In the binary search tree problem statement, what result is given for the binary tree [1,2,3]?

Excerpt provided:
════════

98 Validate Binary Search Tree

98. Validate Binary Search Tree

1. Question

Given a binary tree, determine if it is a valid binary search tree (BST).

Assume a BST is defined as follows:

• The left subtree of a node contains only nodes with keys less than the node's key.

• The right subtree of a node contains only nodes with keys greater than the node's key.

• Both the left and right subtrees must also be binary search trees.

Example 1:

    2
   / \
  1   3

Binary tree[2,1,3], return true.

Example 2:

    1
   / \
  2   3

Binary tree[1,2,3], return false.

════════

Stored data:

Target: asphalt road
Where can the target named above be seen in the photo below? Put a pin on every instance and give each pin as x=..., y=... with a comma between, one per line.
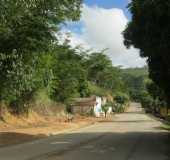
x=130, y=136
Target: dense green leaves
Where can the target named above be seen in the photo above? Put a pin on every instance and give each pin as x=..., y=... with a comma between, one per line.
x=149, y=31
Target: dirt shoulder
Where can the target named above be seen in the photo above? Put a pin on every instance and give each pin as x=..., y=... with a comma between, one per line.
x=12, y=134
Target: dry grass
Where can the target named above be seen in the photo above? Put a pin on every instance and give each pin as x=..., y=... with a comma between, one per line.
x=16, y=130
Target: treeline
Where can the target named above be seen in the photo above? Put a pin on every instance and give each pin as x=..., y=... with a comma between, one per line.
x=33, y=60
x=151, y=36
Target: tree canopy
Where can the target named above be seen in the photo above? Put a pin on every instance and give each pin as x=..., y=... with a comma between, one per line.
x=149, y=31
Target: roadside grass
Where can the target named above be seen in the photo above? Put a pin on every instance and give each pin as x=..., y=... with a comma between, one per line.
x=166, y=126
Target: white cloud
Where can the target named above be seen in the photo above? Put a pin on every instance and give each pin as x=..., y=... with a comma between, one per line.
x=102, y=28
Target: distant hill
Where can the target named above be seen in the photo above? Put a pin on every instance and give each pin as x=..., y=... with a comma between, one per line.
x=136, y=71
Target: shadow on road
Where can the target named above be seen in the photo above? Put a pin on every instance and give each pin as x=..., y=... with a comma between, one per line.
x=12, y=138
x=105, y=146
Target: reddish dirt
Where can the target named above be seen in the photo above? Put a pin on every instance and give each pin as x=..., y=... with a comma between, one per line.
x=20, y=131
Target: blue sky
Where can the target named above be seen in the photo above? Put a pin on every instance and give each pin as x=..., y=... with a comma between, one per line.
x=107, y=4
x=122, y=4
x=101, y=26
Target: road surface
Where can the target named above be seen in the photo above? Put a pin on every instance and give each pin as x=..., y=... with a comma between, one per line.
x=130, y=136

════════

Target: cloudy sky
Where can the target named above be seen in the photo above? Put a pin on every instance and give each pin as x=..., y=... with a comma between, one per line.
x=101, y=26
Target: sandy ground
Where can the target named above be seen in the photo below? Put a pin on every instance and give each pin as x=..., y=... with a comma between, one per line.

════════

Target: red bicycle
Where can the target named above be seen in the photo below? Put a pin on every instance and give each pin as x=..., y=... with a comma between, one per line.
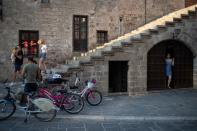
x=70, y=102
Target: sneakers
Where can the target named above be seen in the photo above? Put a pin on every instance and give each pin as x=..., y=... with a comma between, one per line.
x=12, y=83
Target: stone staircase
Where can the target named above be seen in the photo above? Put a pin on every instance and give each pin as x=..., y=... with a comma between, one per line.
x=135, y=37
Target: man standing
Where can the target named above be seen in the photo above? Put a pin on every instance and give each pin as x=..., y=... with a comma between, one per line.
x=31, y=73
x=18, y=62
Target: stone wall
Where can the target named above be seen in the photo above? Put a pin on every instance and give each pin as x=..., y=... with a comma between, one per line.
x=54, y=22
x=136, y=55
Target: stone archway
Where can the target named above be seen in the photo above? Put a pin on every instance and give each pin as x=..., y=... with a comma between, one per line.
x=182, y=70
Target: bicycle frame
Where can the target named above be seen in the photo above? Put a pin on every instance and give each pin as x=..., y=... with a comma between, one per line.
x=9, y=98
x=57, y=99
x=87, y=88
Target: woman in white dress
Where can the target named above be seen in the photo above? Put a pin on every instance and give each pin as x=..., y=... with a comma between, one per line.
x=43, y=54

════════

Correct result: False.